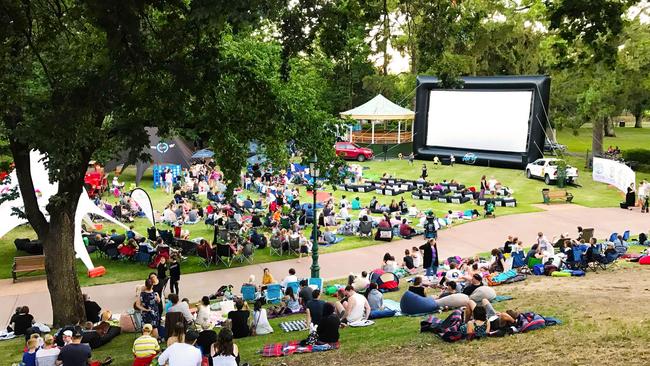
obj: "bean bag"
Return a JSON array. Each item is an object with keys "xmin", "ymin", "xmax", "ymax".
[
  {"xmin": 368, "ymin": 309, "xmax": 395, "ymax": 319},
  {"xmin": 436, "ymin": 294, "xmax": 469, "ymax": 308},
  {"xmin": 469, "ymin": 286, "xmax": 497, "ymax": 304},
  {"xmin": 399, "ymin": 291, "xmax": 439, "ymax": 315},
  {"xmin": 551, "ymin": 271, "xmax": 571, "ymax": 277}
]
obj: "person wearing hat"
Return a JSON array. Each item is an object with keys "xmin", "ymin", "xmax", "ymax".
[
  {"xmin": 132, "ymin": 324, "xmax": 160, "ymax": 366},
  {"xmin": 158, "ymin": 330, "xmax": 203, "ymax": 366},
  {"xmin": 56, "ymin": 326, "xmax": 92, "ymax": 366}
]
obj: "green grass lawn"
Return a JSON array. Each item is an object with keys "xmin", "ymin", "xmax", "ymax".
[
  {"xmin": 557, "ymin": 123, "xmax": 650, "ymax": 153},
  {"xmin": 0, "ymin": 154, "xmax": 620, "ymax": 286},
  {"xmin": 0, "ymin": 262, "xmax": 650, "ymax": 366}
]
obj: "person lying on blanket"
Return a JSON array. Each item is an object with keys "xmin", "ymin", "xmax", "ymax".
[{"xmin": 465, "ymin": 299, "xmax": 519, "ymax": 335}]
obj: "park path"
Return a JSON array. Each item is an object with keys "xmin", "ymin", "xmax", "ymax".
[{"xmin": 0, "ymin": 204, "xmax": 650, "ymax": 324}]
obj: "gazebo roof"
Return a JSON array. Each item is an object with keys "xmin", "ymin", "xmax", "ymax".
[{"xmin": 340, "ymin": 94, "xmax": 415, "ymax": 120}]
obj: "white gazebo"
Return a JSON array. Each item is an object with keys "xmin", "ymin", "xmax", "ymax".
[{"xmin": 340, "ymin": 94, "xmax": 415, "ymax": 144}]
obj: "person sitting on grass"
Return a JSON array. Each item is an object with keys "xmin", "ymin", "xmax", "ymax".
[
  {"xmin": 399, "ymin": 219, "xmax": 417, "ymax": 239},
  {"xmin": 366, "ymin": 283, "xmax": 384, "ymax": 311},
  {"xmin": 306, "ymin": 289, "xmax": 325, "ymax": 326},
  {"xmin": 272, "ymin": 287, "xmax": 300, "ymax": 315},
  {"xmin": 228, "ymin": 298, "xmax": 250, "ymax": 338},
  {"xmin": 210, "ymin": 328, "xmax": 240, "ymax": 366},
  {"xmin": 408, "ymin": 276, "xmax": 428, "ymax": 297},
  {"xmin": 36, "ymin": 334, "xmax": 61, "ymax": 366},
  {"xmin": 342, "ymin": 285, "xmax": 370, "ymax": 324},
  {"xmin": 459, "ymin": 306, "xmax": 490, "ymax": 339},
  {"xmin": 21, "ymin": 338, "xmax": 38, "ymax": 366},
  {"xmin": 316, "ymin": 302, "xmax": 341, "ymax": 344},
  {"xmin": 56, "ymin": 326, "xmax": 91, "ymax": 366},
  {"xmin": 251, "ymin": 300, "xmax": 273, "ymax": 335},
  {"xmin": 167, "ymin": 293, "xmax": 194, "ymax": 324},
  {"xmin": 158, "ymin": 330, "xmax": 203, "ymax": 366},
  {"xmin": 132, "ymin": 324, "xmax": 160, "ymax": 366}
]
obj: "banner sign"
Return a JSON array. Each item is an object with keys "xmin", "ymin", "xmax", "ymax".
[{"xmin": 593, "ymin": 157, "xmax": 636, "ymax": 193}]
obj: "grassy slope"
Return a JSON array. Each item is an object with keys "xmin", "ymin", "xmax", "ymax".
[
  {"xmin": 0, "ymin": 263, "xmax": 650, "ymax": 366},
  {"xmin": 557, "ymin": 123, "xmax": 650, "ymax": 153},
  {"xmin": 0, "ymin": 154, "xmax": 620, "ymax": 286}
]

REQUIREMENTS → Without the pictures, repeat all the records word for word.

SOLUTION TO THIS TASK →
obj: "bean bag"
Return a JSON array. Each item is an object with keys "xmin", "ymin", "xmax", "ymax".
[
  {"xmin": 368, "ymin": 309, "xmax": 395, "ymax": 319},
  {"xmin": 436, "ymin": 294, "xmax": 469, "ymax": 308},
  {"xmin": 469, "ymin": 286, "xmax": 497, "ymax": 304},
  {"xmin": 399, "ymin": 291, "xmax": 439, "ymax": 315},
  {"xmin": 551, "ymin": 271, "xmax": 571, "ymax": 277}
]
obj: "person wearing hat"
Return a JSON array. Each item is an object with keys "xmin", "ymin", "xmax", "ymax".
[
  {"xmin": 132, "ymin": 324, "xmax": 160, "ymax": 366},
  {"xmin": 158, "ymin": 330, "xmax": 203, "ymax": 366},
  {"xmin": 56, "ymin": 326, "xmax": 92, "ymax": 366}
]
obj: "green grass lawn"
Return a JSON array. Each item is an object with keys "xmin", "ymin", "xmax", "ymax".
[
  {"xmin": 557, "ymin": 123, "xmax": 650, "ymax": 153},
  {"xmin": 0, "ymin": 154, "xmax": 620, "ymax": 286},
  {"xmin": 0, "ymin": 262, "xmax": 650, "ymax": 366}
]
obj: "person lying on blanket"
Return a JSON array. Each item is an object with keys "xmin", "ymin", "xmax", "ymax".
[{"xmin": 465, "ymin": 299, "xmax": 519, "ymax": 335}]
obj: "park path"
Return a JSON array. Each item is an object with keys "xmin", "ymin", "xmax", "ymax".
[{"xmin": 0, "ymin": 204, "xmax": 650, "ymax": 324}]
obj: "gazebo roof"
Return a JSON array. Each item is an object with keys "xmin", "ymin", "xmax", "ymax".
[{"xmin": 340, "ymin": 94, "xmax": 415, "ymax": 120}]
obj: "white gazebo"
Return a JSON array. Each item is an object with keys "xmin", "ymin", "xmax", "ymax".
[{"xmin": 340, "ymin": 94, "xmax": 415, "ymax": 144}]
obj: "person sitting on grass"
Return a JSON array. Each item is an object with keys "xmin", "ymin", "xmax", "ymax".
[
  {"xmin": 399, "ymin": 219, "xmax": 417, "ymax": 239},
  {"xmin": 366, "ymin": 283, "xmax": 384, "ymax": 311},
  {"xmin": 306, "ymin": 289, "xmax": 325, "ymax": 326},
  {"xmin": 272, "ymin": 287, "xmax": 300, "ymax": 315},
  {"xmin": 228, "ymin": 298, "xmax": 250, "ymax": 338},
  {"xmin": 210, "ymin": 328, "xmax": 240, "ymax": 366},
  {"xmin": 408, "ymin": 276, "xmax": 428, "ymax": 297},
  {"xmin": 36, "ymin": 334, "xmax": 61, "ymax": 366},
  {"xmin": 342, "ymin": 285, "xmax": 370, "ymax": 324},
  {"xmin": 459, "ymin": 306, "xmax": 490, "ymax": 339},
  {"xmin": 21, "ymin": 338, "xmax": 38, "ymax": 366},
  {"xmin": 316, "ymin": 302, "xmax": 341, "ymax": 344},
  {"xmin": 56, "ymin": 326, "xmax": 91, "ymax": 366},
  {"xmin": 251, "ymin": 300, "xmax": 273, "ymax": 335},
  {"xmin": 167, "ymin": 293, "xmax": 194, "ymax": 324},
  {"xmin": 158, "ymin": 330, "xmax": 203, "ymax": 366},
  {"xmin": 132, "ymin": 324, "xmax": 160, "ymax": 366}
]
obj: "banner sign"
Return a JSON array. Each item is an object with keys "xmin", "ymin", "xmax", "ymax".
[{"xmin": 593, "ymin": 157, "xmax": 636, "ymax": 193}]
obj: "grassy slope"
Return a JSON array. Each item is an object with keys "xmin", "ymin", "xmax", "ymax".
[
  {"xmin": 0, "ymin": 263, "xmax": 650, "ymax": 366},
  {"xmin": 557, "ymin": 123, "xmax": 650, "ymax": 153},
  {"xmin": 0, "ymin": 154, "xmax": 620, "ymax": 286}
]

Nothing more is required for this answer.